-- SUPPLIED RECORDS --
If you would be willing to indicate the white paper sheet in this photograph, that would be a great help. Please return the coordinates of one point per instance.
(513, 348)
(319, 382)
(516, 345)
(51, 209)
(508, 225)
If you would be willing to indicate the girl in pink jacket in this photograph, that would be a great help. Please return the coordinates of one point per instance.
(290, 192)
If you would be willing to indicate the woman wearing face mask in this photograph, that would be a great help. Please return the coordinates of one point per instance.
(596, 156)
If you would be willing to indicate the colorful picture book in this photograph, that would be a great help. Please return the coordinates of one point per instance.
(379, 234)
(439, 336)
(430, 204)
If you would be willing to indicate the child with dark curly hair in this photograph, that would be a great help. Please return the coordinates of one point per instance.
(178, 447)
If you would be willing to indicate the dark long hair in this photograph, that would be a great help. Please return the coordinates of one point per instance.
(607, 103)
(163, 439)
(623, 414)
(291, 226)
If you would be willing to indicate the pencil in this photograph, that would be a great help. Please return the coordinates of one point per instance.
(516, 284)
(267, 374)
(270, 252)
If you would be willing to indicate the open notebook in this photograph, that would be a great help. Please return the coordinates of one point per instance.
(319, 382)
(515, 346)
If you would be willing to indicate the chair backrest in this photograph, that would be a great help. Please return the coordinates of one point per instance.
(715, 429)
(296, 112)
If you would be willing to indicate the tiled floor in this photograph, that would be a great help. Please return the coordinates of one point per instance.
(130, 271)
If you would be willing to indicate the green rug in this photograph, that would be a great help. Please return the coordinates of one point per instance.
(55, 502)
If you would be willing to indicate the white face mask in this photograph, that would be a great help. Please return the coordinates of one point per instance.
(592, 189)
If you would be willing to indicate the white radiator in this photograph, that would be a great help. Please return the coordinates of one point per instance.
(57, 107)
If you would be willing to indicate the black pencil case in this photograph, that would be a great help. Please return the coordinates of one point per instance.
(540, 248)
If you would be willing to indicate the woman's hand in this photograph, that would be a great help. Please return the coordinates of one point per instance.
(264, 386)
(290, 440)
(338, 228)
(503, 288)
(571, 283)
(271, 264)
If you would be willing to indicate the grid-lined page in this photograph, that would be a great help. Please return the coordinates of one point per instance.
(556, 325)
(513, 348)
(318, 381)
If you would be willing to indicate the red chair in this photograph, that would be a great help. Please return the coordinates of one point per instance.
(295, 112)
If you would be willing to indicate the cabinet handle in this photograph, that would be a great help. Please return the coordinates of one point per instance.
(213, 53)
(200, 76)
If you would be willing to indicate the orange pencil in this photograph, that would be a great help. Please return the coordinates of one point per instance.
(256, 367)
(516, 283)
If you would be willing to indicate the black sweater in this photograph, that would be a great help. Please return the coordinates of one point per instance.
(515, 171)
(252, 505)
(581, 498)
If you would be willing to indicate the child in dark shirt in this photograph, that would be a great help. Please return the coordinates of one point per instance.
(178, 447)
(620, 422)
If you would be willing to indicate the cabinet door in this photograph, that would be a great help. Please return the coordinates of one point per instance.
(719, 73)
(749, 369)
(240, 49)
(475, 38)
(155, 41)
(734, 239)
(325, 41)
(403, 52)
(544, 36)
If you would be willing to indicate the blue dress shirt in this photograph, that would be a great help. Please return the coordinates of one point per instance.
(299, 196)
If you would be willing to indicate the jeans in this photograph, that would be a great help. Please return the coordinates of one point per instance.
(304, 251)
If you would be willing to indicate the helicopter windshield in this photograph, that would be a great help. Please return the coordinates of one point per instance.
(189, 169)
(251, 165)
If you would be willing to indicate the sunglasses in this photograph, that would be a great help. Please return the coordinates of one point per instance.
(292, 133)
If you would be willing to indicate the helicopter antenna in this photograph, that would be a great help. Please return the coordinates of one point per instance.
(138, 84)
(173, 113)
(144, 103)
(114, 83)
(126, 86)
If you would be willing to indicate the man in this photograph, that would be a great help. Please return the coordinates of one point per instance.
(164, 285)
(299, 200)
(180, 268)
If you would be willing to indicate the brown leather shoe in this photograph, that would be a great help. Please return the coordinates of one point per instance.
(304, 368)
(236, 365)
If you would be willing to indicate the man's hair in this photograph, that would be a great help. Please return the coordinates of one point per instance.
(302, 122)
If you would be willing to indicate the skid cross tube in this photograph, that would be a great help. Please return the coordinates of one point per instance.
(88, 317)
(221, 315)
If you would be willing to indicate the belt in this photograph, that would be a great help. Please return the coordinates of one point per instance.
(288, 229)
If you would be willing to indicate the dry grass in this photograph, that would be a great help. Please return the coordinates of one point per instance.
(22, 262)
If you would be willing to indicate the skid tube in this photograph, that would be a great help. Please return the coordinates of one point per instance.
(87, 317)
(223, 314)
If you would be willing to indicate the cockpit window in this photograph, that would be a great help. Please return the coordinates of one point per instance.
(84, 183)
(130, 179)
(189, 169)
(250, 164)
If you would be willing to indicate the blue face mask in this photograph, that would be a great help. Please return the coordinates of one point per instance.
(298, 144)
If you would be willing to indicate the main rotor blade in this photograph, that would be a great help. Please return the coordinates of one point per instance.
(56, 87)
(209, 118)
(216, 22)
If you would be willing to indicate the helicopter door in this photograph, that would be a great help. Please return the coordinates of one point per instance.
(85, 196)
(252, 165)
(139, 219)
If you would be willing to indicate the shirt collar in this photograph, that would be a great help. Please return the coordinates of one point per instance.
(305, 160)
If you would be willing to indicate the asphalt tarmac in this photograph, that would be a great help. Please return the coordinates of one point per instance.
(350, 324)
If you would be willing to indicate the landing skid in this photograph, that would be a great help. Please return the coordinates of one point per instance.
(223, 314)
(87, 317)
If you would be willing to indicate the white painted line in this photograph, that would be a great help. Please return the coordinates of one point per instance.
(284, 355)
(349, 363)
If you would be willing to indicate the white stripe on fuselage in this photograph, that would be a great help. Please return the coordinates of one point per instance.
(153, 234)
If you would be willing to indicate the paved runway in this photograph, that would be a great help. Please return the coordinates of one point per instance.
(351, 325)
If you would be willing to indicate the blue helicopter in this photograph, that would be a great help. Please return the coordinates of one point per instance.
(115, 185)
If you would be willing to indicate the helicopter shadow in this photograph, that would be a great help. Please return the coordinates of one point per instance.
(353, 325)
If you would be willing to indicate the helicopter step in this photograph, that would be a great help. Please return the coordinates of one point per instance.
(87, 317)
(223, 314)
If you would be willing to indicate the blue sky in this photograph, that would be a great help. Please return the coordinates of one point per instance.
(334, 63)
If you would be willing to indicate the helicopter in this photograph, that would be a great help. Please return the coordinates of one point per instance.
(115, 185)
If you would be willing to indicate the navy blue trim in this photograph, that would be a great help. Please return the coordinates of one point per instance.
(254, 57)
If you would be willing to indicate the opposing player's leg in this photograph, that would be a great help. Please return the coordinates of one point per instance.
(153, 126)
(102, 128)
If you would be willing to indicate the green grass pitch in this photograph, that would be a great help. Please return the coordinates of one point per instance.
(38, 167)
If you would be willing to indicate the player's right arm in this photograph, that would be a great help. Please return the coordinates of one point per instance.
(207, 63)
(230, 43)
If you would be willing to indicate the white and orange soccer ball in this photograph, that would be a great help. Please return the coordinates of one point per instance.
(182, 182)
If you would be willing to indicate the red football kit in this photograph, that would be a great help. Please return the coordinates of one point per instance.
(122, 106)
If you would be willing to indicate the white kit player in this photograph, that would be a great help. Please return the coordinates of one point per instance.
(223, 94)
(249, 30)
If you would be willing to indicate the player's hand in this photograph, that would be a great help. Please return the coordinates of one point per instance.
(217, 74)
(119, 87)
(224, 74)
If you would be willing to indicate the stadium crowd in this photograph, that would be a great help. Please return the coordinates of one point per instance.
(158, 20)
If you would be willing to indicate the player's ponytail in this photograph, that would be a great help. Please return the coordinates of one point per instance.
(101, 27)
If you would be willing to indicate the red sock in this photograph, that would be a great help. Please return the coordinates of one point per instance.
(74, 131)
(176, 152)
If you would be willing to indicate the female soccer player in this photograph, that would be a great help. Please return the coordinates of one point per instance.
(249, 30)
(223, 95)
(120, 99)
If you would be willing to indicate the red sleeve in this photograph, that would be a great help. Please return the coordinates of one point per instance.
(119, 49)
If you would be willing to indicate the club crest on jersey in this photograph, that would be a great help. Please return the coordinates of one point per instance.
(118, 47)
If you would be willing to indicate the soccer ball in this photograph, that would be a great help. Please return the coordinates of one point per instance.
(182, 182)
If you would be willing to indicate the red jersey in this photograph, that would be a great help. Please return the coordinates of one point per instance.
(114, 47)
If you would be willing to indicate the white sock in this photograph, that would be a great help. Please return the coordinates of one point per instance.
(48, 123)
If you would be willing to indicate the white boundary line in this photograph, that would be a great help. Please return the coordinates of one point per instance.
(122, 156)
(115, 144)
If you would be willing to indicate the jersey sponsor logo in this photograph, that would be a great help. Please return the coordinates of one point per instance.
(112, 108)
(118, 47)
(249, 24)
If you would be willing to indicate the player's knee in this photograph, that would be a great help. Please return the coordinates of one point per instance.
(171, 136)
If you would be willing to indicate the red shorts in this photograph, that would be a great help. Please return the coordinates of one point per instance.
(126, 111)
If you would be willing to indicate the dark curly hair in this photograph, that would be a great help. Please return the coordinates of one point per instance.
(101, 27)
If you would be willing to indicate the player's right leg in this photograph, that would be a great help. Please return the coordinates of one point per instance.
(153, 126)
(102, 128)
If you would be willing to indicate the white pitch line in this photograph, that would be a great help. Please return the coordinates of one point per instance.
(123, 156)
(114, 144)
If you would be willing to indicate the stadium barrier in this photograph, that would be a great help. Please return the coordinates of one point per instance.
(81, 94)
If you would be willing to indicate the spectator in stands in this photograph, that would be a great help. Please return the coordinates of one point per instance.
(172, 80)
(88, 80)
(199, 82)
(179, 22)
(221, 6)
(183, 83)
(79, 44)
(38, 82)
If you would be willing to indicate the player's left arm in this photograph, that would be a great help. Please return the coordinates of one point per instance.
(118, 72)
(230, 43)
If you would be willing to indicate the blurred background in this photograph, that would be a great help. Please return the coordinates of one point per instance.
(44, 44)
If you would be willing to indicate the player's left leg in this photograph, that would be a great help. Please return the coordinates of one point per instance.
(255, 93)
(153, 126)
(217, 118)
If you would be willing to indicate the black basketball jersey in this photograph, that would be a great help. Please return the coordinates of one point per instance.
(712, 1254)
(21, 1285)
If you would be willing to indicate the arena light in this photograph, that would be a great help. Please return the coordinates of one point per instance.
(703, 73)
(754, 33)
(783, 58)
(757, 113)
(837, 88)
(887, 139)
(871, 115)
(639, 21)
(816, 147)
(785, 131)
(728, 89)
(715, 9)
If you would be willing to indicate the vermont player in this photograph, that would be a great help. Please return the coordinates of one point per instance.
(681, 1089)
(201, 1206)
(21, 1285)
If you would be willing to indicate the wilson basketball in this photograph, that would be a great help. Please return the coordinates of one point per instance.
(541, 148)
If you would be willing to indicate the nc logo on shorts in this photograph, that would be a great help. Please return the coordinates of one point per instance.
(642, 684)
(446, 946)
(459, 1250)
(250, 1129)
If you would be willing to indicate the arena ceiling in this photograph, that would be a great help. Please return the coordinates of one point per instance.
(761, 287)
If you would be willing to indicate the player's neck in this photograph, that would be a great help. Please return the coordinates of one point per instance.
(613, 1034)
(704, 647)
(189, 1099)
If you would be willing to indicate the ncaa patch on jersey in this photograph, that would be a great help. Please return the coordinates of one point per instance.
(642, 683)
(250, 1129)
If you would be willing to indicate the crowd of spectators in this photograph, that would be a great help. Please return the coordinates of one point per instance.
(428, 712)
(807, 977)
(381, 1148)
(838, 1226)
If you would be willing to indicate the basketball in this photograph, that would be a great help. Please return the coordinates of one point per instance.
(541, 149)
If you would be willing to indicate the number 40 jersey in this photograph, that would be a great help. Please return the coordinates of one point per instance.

-- WORK INSTRUCTION --
From the line that holds "If you would be willing to indicate the ncaa" down to the last line of the material, copy every line exactly and add nothing.

-- SOLUTION TO THIS TASK --
If you would be willing to indicate the ncaa patch on jersey in this photograph, that would be a great help. Please return the coordinates of one point per instance.
(642, 683)
(250, 1129)
If you would be willing to indicate the crowd of spectators in this photograph, that would be a great help. Please return the coordinates of one point per instance.
(428, 712)
(807, 977)
(381, 1148)
(838, 1226)
If you would be willing to indicate the basketball in this photograph, that would be a great help. Please return the coordinates of one point per instance.
(541, 149)
If you would be willing to indicate the number 40 jersey in this photograph, that would be a great help. Please return the coordinates of one point per instance.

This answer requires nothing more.